_Exercise brief_
Reproduce every line of the data below, adding -78 to each coordinate in the answers and keeping all other text unchanged. Leave the pictures out.
● ● ●
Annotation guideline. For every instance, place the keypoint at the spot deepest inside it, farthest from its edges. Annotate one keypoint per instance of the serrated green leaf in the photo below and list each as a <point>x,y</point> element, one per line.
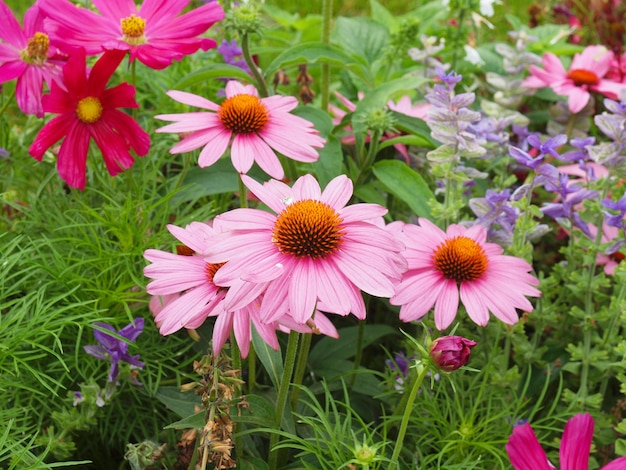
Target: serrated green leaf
<point>361,37</point>
<point>195,421</point>
<point>406,184</point>
<point>181,403</point>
● ● ●
_Solution to this problem_
Annotation guideline. For every instance, place the keypoint at the spot deepest inside it, farthest from its edges. Annotate one keypoint per instance of the serrated green leaf in the photo below and list each as a <point>x,y</point> element, one per line.
Target: serrated green leaf
<point>283,-41</point>
<point>117,343</point>
<point>328,106</point>
<point>103,325</point>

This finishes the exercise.